[Action item]:
Apart from the pictures, write out the records that follow exactly.

[Exercise data]:
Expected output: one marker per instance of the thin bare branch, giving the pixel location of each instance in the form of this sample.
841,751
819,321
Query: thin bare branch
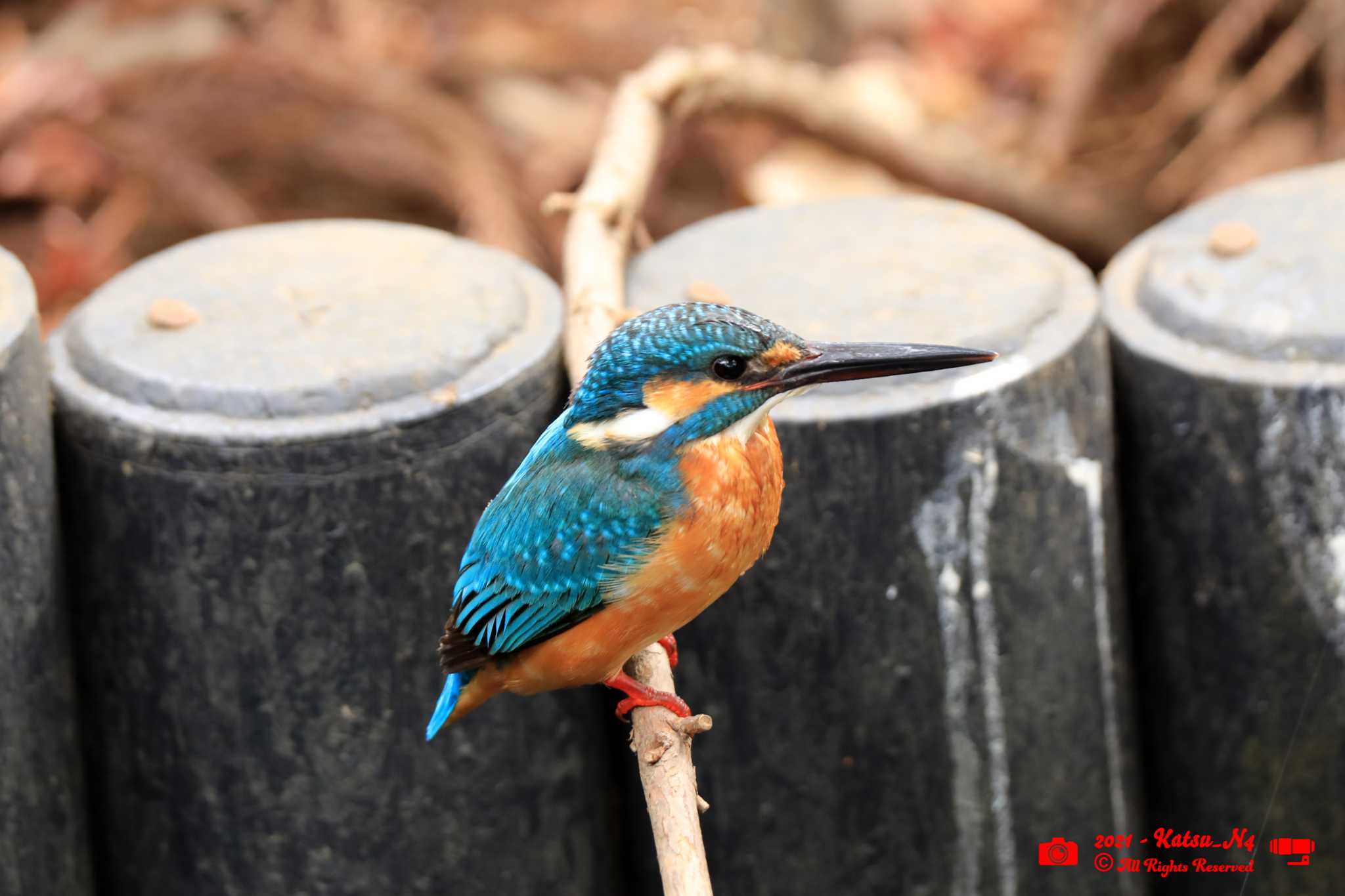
1287,56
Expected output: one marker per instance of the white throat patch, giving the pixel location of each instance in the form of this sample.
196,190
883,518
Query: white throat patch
648,422
628,426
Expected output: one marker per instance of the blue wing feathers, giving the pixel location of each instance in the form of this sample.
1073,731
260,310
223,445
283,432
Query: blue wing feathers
567,524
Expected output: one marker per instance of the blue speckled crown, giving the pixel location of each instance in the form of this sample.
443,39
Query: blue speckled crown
666,341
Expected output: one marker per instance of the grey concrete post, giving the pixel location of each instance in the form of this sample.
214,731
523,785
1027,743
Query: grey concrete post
43,837
927,675
268,507
1229,351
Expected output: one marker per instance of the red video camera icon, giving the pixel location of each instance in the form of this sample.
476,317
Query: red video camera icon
1057,851
1294,847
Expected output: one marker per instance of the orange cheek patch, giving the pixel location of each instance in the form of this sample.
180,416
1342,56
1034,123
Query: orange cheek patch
681,398
782,354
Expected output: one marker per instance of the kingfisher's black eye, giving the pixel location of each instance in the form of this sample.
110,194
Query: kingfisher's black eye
730,367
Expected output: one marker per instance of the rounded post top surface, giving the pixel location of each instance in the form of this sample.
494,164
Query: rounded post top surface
18,301
311,327
1242,285
908,269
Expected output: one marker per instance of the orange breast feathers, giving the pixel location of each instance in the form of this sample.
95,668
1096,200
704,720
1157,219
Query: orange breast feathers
734,503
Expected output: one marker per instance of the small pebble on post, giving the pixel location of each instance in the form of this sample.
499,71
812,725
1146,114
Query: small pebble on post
933,654
1231,421
268,507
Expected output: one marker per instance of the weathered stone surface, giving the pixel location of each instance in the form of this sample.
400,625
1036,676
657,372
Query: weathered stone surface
43,837
1231,417
269,507
927,675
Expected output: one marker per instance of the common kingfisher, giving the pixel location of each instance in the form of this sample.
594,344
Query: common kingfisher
649,496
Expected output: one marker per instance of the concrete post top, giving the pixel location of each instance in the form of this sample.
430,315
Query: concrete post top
1243,285
304,330
908,269
18,301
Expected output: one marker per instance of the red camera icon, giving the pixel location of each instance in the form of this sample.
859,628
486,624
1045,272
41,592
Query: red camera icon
1294,847
1057,851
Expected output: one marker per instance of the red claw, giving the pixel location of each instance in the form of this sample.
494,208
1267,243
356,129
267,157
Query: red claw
669,645
642,695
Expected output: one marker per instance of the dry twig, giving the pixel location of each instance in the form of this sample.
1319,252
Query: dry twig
1287,56
603,221
1103,28
1197,82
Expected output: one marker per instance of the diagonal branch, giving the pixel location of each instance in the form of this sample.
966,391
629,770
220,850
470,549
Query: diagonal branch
1287,56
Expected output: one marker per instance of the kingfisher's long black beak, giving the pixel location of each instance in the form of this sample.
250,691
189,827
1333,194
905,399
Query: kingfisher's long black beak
835,362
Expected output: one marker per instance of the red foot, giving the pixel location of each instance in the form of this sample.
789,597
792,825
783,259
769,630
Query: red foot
669,645
640,695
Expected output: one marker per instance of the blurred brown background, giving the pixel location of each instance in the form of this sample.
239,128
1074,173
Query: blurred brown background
129,125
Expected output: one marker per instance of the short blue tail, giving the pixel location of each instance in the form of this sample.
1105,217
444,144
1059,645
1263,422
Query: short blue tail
447,700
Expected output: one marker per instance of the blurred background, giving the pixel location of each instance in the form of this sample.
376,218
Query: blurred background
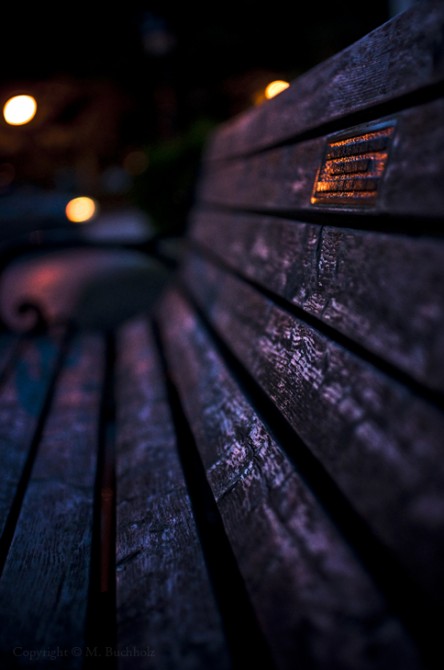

[Response box]:
Expected output: one marker per instance of the thin bare branch, giving the pixel location of each instance in the form of this sample.
841,751
819,321
Query: thin bare branch
1287,56
Expected output: one marker per instance of the white throat patch, giving the pixel location of each instance in the form of this sample.
196,190
883,518
Query: white throat patch
648,422
628,426
Expected output: one marker per instance of the blue wing feathers, giving the pixel location of each instance in the form of this sample.
1073,731
260,310
223,445
283,432
Query: blue wing feathers
567,524
Expected output: one marker per instance of the blue speckled crown, giving the pixel location of each instance in the form of this sample.
443,39
Query: blue speckled crown
666,341
Expected output: one marker per instance of the grey concrete post, giving the pixel location of each instance in the form of this sample.
214,731
523,785
1027,743
Query: grey concrete post
43,837
927,675
268,507
1229,351
Expected output: one marker per instance of the red video camera icon, giving the pixel location of each instance in the form of this sample.
476,317
Query: red video camera icon
1057,851
1294,847
Expected output: one marker per instance of the orange cheek patch, giving the pixel location of each instance in the form of this sample.
180,416
1342,56
1034,123
Query: orange cheek patch
681,398
782,354
Expected output: one marker per instance of the kingfisher's black eye, giving the pixel location of each instance in the form of this sample.
110,194
Query: kingfisher's black eye
730,367
Expected output: one marker per instance of the rounded post top surface, giving the pixel location of each instance in the form of this sample.
494,164
Query: rounded post top surface
18,301
311,327
1242,285
908,269
Expected output: one marker per instance of the orange breast feathers, giving the pixel location of each instance in the form of this sample.
95,668
1096,200
704,720
1157,219
Query: orange breast feathers
734,503
Expected output: one marker per instance of the small pebble on post, giving the pixel location of each instance in the form of this sample.
499,71
812,725
1146,114
Query: small pebble on post
933,654
1231,421
268,507
Expected output: one marker per instance of the weathered stone surface, giving the pixel location of each instance in the form of this sample.
400,625
1036,676
657,372
Query: weathered stone surface
43,837
1231,417
269,507
927,675
Expected output: one marker per instance of the common kingfisher, giving the pixel location of each instance in the form of this sample.
594,344
Query: common kingfisher
649,496
Expected output: one marker per instance of the concrete post top, giving the pixel location of each instance in the form of this sample.
430,315
Query: concrete post top
1243,285
304,330
908,269
18,301
Expected output: one marker per instance of the red camera icon, giving the pixel location of each instance in the form of this sample.
859,628
486,624
1045,272
41,592
Query: red camera icon
1294,847
1057,851
Expected output: one marker per instance of the red claw, giving the pixel location of each instance in the form of this sample.
494,208
1267,243
356,129
267,157
Query: red claw
669,645
642,695
Expected output: one marker per instance of the dry twig, giving the pixel location of each instance in the form of this sample.
1319,252
Query: dry twig
1287,56
603,221
1103,28
1197,82
Expected output: one marker per instance of the diagonal branch, giving the pixel location of each instance in the form of this sample.
966,391
629,770
220,850
470,549
Query: diagonal branch
1287,56
Expected output: one marker per instance of the kingfisher's long black beak, giving the pixel location of each instance in the form of this sample.
250,691
189,827
1333,194
905,399
Query: kingfisher's long black beak
835,362
Expected output: one marker per instance of the red foot, giving the pixel location of each instance in the form of this sample.
789,597
792,825
783,259
769,630
Query: red foot
669,645
640,695
Expected output: one marker per instance of the blurred brown background, giving the pixel location of each instance in the form of this sample.
239,128
1074,173
Query: blurred brown background
129,125
Expected output: one marker per instance of the short blue tail, giving the pixel location of each instance in the form of this sample.
1105,217
444,144
1059,645
1263,422
Query: short blue tail
447,700
Expected output: one marker per instance of the blurred background, giving the pixel location of each instance in the form of this sample.
376,218
Query: blurred background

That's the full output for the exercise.